Exercise aim:
Gather all lines in the entries that include the word "target".

[Natural-language object grounding data]
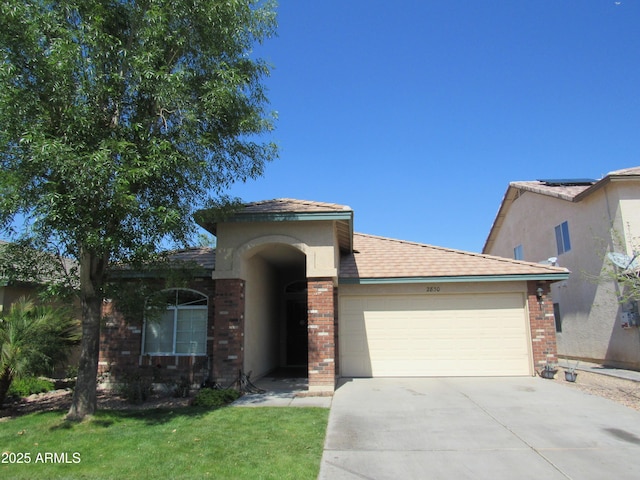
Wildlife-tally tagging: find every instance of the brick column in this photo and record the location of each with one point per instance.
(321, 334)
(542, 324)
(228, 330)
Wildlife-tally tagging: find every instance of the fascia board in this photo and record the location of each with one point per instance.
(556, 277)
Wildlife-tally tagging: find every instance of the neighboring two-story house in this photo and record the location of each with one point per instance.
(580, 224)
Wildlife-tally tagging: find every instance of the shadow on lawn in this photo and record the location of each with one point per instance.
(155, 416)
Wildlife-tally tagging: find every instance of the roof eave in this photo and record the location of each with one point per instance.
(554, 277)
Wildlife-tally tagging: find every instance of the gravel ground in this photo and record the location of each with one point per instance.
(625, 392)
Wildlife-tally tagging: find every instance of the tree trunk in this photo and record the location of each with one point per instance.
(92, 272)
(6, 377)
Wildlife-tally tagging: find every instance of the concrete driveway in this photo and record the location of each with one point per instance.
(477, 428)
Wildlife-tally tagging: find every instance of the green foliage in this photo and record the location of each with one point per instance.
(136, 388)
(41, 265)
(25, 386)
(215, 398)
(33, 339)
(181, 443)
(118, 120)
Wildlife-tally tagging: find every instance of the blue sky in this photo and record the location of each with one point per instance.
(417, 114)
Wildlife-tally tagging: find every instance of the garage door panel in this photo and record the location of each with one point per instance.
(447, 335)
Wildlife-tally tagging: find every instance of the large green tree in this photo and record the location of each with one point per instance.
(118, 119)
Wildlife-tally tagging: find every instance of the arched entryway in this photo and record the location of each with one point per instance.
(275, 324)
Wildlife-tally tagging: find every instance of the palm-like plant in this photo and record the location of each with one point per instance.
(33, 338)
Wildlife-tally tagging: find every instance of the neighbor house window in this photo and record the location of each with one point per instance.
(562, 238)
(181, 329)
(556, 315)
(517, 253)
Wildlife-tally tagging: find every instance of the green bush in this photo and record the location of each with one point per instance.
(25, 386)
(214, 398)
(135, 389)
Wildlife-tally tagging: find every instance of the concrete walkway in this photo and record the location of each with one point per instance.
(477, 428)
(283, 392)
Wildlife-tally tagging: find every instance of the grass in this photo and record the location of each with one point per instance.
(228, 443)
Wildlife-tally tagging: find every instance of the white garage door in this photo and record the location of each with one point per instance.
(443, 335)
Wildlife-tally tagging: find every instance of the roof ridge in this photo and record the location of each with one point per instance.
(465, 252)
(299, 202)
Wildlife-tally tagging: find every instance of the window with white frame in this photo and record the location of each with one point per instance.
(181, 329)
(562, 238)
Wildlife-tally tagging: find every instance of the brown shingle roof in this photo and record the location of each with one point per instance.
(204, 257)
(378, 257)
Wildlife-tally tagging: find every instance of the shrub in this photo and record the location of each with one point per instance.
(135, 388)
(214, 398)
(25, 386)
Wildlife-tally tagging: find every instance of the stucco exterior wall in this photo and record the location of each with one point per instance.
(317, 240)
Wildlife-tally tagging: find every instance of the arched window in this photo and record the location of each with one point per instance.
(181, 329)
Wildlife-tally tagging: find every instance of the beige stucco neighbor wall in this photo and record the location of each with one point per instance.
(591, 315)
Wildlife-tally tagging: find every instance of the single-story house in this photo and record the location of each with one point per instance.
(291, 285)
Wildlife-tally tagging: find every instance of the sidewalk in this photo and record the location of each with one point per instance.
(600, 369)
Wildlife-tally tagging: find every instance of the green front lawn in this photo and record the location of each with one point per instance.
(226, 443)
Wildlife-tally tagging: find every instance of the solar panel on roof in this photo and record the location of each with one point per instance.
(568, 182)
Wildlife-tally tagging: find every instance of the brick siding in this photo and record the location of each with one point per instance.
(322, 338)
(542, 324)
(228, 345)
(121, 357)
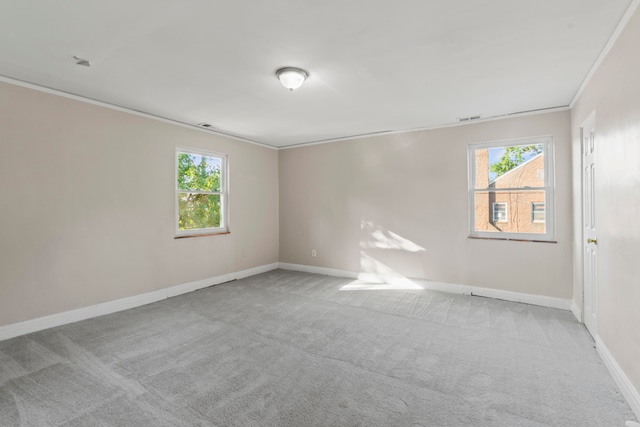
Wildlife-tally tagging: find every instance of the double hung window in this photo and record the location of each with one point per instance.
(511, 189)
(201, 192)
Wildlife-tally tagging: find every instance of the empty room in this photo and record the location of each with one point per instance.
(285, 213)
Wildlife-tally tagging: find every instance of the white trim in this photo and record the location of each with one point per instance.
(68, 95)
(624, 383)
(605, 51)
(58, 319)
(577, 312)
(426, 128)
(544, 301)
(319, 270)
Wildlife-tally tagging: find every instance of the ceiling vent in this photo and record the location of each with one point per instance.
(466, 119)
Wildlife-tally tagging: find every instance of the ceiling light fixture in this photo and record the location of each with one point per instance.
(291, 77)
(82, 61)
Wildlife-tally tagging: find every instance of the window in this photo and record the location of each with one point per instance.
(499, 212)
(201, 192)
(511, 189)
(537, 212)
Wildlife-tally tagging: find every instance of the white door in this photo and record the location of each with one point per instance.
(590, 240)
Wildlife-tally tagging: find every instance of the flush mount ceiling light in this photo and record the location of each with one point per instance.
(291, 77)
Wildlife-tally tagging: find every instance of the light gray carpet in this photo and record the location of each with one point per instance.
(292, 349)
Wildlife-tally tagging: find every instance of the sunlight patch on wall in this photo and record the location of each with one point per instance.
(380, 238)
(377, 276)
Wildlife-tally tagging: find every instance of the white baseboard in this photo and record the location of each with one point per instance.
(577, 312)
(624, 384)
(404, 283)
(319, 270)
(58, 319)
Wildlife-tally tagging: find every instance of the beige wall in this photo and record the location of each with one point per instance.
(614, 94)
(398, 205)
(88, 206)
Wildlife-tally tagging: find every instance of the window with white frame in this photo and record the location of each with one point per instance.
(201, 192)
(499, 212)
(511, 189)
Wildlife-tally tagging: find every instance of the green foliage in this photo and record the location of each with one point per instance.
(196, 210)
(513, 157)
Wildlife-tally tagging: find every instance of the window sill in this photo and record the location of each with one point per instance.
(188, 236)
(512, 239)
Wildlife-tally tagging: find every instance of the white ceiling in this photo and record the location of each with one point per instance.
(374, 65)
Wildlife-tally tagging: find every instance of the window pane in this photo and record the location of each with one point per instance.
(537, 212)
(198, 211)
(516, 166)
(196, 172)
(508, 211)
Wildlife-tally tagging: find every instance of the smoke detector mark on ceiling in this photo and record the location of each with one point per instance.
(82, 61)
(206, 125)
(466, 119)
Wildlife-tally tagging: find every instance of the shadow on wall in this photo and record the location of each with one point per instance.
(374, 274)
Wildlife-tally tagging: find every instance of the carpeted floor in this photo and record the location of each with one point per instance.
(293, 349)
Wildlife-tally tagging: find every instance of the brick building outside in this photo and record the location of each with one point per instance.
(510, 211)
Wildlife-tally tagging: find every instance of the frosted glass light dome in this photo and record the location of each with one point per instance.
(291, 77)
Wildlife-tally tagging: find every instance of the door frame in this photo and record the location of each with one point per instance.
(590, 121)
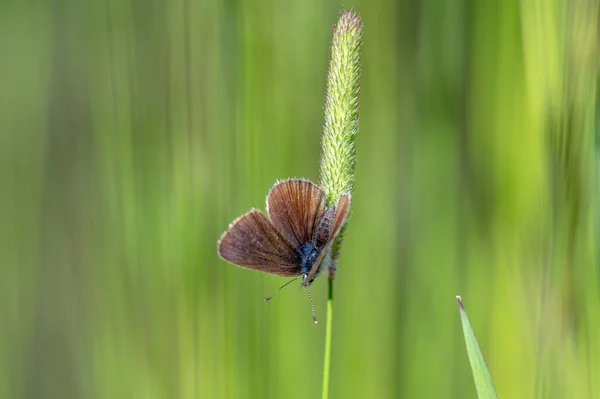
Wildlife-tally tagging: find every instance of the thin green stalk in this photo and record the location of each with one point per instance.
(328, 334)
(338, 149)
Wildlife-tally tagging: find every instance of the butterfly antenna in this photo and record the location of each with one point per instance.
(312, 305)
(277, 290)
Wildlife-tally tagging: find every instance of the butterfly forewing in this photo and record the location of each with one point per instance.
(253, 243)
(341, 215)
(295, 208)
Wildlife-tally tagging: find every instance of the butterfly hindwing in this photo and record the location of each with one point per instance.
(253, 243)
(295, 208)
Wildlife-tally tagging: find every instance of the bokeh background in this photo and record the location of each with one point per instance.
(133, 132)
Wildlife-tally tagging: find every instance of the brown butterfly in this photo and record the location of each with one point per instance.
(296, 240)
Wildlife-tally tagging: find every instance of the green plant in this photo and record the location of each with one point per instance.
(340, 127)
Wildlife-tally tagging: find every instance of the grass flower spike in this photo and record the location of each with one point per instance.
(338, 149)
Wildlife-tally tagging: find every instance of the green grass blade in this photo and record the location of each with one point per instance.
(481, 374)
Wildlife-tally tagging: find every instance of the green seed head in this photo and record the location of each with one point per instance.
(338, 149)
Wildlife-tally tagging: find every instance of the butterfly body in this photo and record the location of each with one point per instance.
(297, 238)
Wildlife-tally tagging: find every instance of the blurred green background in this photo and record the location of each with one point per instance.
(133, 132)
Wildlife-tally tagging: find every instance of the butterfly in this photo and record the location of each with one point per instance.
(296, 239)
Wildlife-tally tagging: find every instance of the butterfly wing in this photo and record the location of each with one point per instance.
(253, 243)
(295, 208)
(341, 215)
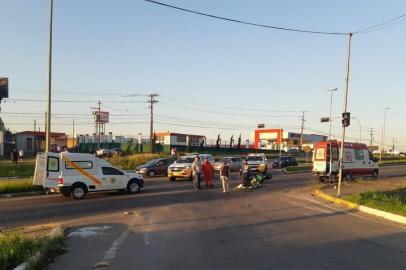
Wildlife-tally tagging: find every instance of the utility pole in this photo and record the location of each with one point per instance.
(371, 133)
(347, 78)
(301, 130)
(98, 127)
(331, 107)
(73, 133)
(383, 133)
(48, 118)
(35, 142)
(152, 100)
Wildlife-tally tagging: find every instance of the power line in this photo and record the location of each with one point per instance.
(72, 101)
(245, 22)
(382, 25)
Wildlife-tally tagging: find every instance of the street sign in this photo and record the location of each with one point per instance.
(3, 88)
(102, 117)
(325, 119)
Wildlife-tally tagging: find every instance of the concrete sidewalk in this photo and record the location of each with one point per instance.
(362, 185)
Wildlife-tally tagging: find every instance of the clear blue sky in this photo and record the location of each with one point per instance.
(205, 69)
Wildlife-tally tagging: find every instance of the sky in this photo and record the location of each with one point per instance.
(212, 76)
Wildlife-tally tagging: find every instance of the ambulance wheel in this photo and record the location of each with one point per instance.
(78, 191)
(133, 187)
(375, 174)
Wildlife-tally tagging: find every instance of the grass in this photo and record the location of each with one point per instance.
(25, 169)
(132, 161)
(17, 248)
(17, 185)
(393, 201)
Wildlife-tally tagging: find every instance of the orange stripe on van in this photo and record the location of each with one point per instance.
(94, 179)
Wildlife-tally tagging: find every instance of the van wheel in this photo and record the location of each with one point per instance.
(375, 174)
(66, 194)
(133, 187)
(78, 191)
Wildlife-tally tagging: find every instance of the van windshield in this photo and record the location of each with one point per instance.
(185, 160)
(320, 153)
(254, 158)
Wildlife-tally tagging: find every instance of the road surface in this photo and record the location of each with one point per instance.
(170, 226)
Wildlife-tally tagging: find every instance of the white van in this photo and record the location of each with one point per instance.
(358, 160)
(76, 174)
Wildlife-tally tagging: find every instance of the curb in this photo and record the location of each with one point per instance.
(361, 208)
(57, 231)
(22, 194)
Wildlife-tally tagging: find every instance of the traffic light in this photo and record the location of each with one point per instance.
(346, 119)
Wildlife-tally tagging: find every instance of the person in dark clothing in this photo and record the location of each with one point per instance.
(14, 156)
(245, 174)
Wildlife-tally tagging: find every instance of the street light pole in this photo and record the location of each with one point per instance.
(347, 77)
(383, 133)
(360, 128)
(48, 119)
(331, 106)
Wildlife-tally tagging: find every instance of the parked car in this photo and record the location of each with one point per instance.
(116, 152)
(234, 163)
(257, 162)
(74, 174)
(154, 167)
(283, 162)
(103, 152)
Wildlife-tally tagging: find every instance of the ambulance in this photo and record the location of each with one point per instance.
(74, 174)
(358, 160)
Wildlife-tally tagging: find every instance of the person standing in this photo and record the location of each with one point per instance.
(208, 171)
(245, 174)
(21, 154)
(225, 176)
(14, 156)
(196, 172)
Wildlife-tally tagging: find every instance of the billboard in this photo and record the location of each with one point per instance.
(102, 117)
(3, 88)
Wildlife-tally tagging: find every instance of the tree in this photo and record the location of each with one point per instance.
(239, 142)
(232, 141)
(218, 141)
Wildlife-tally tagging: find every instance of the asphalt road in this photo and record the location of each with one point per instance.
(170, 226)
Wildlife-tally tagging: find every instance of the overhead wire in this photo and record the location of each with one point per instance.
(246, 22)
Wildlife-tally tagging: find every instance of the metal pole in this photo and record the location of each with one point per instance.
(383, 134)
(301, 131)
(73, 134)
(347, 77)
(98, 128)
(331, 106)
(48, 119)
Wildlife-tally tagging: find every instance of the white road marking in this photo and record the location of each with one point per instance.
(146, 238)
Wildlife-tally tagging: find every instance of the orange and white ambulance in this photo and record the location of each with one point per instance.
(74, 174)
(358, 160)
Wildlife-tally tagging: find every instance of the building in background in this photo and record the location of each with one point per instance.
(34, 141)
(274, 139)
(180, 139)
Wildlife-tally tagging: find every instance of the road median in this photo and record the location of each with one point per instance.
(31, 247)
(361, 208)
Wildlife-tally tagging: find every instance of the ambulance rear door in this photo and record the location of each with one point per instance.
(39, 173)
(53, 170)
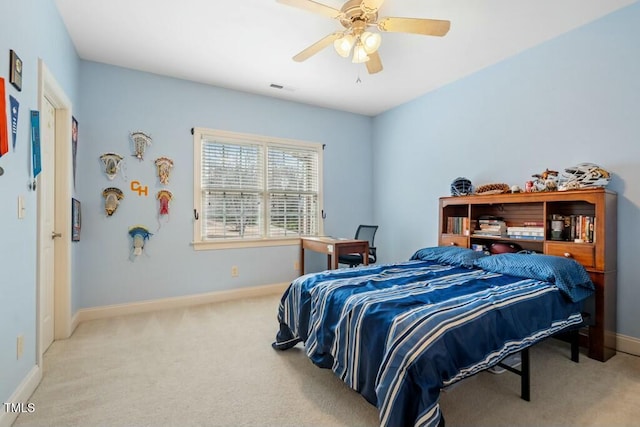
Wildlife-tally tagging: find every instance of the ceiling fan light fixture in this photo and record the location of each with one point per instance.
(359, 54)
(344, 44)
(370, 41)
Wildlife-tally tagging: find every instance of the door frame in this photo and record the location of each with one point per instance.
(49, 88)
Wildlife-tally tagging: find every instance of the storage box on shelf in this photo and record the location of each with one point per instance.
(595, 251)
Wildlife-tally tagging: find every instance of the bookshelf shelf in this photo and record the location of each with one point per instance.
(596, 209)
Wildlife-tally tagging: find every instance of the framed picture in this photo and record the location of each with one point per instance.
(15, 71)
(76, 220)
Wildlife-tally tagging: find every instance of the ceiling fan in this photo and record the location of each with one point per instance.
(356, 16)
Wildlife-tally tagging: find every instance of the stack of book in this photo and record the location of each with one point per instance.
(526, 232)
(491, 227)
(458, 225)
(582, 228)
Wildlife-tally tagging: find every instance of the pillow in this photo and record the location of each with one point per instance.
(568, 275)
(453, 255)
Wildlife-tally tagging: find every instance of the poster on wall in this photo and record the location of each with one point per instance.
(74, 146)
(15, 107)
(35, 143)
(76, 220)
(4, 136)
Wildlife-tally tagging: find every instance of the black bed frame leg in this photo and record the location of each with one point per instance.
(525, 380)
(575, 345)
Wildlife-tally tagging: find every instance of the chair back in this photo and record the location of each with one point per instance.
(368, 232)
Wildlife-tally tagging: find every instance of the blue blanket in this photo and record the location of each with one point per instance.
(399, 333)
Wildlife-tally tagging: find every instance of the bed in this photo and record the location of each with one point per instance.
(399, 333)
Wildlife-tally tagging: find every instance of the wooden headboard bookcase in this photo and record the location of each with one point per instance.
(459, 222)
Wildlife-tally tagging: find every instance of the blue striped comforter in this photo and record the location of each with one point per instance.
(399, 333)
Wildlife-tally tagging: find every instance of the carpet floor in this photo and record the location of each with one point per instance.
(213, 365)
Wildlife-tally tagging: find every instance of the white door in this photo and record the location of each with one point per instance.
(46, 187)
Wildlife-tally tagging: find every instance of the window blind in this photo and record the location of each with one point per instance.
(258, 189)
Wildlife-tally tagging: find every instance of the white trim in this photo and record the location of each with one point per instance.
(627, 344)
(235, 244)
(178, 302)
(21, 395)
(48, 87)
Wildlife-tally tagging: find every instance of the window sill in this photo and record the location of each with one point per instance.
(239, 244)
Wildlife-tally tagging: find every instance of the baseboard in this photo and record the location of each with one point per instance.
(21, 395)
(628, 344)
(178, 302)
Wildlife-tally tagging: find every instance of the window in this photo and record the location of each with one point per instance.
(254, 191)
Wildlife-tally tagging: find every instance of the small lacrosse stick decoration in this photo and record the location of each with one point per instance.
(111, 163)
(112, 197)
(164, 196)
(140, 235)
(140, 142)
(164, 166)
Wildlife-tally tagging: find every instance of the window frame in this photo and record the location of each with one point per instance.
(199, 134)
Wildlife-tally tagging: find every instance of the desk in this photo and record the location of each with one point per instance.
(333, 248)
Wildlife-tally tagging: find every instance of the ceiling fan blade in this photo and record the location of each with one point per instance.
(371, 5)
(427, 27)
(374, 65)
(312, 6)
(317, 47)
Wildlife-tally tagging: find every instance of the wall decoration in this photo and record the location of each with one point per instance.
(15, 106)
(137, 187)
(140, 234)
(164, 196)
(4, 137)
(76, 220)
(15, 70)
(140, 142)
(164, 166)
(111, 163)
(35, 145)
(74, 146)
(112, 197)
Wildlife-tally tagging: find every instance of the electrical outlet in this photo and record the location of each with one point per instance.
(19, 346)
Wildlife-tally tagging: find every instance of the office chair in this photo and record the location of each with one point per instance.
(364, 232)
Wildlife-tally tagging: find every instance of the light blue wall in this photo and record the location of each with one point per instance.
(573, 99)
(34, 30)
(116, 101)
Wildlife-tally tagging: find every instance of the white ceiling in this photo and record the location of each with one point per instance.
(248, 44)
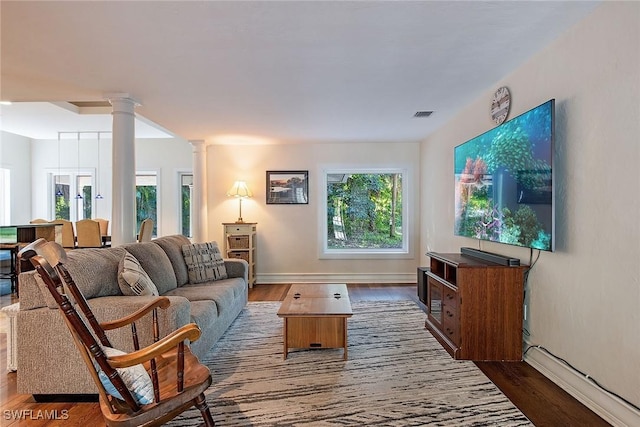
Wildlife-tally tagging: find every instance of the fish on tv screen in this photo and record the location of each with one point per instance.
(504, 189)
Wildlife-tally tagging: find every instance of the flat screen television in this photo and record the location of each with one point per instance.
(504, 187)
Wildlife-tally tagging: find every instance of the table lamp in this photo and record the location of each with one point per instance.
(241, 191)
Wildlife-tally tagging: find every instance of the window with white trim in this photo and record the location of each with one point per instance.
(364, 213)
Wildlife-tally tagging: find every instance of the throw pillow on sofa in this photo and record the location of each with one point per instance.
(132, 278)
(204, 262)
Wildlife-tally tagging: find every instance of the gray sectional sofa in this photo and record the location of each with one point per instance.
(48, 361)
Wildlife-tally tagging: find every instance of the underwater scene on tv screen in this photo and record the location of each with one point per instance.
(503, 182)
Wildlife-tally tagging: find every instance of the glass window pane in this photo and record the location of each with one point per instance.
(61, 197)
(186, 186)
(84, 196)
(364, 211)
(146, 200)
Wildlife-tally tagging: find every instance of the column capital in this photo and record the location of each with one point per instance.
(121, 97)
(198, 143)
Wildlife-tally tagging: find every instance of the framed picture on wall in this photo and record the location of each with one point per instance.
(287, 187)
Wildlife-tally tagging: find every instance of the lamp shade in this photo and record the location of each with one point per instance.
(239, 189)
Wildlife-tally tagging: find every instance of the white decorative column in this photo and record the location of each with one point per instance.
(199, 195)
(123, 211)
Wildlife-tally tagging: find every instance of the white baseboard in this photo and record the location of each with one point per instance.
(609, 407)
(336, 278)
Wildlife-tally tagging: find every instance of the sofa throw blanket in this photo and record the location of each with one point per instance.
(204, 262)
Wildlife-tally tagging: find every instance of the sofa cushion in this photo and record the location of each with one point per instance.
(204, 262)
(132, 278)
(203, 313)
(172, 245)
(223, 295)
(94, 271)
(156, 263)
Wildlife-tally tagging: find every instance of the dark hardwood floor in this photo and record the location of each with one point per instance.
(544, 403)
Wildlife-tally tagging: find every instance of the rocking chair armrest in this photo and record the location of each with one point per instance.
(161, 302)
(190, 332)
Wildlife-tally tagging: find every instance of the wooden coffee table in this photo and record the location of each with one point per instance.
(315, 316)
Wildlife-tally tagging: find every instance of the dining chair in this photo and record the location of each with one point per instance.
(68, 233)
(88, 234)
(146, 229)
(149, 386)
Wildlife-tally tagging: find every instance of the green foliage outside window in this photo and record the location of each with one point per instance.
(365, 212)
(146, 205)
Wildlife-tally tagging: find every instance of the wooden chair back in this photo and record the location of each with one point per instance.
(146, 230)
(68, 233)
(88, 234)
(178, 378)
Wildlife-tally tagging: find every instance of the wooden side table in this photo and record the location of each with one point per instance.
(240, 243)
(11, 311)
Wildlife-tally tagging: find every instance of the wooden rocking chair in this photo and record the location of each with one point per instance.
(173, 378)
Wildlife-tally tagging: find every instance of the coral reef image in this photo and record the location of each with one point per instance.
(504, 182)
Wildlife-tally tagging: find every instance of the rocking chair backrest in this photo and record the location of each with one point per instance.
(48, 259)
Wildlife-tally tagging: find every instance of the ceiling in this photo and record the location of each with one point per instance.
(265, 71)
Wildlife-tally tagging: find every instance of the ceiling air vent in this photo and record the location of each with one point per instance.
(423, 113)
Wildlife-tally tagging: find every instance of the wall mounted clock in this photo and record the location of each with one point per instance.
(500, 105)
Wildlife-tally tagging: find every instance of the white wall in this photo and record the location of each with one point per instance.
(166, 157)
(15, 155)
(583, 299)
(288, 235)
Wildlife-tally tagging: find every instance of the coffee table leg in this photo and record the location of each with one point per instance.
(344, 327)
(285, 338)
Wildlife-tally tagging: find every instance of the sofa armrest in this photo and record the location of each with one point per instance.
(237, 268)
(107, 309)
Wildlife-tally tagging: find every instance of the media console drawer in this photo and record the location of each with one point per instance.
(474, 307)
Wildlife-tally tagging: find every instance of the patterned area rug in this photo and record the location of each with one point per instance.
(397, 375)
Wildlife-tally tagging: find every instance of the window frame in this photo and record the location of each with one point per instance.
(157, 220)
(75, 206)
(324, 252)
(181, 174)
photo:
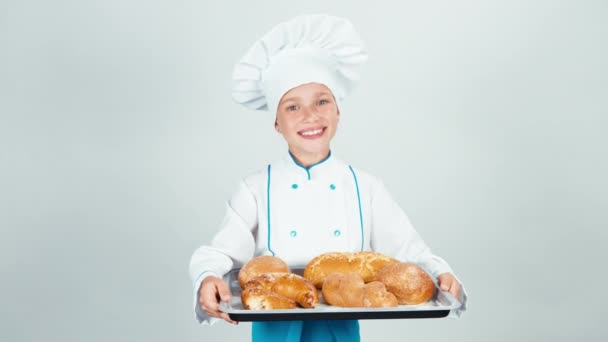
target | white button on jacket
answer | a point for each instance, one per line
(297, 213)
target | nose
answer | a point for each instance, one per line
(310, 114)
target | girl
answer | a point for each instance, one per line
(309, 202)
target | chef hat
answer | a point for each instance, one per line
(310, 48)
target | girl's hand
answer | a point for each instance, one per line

Reply:
target | white button on jacket
target | nose
target | girl
target | chef hat
target | girl's hand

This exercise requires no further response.